*** EXCERPTED RECORDS ***

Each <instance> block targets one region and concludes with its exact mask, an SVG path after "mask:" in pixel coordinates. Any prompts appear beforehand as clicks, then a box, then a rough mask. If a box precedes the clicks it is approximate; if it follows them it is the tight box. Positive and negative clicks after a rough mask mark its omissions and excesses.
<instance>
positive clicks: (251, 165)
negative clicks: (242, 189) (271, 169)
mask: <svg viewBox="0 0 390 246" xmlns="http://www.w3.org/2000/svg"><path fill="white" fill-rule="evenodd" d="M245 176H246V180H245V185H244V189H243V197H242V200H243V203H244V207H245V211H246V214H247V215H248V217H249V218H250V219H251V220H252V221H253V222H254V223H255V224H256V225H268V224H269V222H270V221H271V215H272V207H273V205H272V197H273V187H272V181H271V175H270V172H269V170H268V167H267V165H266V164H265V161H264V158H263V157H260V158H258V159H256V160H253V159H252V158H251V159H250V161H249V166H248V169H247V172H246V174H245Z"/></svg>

*** End of EXCERPTED RECORDS ***

**WHAT IS EXPECTED**
Rewrite everything from the start of the items down to the line containing "negative clicks: (242, 189) (271, 169)", swapping "rough mask" for "coarse mask" and leaving everything else unchanged.

**ANSWER BOX**
Each <instance> block targets one region and concludes with its exact mask, an SVG path after "mask:" in pixel coordinates. Any prompts appear beforehand as clicks, then a box, then a coarse mask. If a box precedes the clicks it is approximate; if it follows them it is the tight box. Positive and negative clicks after a coarse mask mark its omissions and excesses.
<instance>
positive clicks: (251, 165)
negative clicks: (242, 189) (271, 169)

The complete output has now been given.